**WRITTEN REQUEST**
Pick out each line in the entries below that contains the word "door", and copy those lines.

[start of PROVIDED INFORMATION]

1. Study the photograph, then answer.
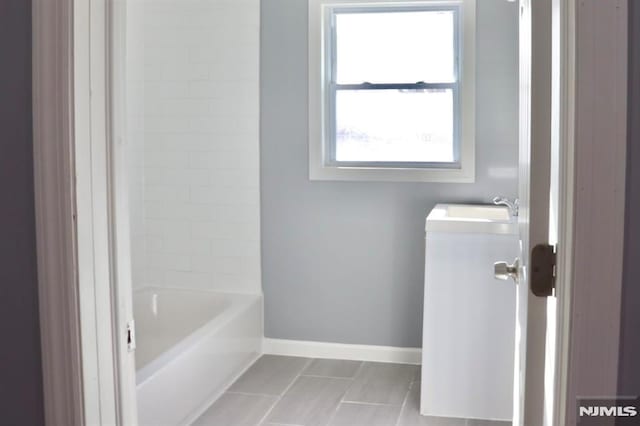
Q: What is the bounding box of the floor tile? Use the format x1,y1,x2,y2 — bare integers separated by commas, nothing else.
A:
267,376,353,426
193,393,278,426
329,402,400,426
398,387,467,426
229,355,310,396
344,362,417,405
302,359,362,378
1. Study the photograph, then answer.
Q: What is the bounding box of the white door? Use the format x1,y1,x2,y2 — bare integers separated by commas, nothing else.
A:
513,0,557,426
108,1,138,426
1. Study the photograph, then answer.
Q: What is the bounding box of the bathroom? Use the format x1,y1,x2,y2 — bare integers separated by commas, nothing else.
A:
113,0,521,426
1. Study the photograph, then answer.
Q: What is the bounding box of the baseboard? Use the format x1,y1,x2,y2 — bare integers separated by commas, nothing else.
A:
262,338,422,365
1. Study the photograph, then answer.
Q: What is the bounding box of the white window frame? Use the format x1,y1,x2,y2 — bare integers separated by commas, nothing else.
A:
309,0,475,183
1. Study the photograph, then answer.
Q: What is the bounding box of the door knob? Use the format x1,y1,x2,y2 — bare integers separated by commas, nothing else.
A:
493,258,520,282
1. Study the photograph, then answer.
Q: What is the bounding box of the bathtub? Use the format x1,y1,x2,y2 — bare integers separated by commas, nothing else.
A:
133,287,262,426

[end of PROVIDED INFORMATION]

**EXPECTED ANSWER**
Q: What is the bounding box of the white door? Use the format x1,y1,x2,y2 — bare integers separated by commas, nothing else.
Q: What is the bounding box of the door knob? Use the format x1,y1,x2,y2 — bare integers separated by commas, nothing else.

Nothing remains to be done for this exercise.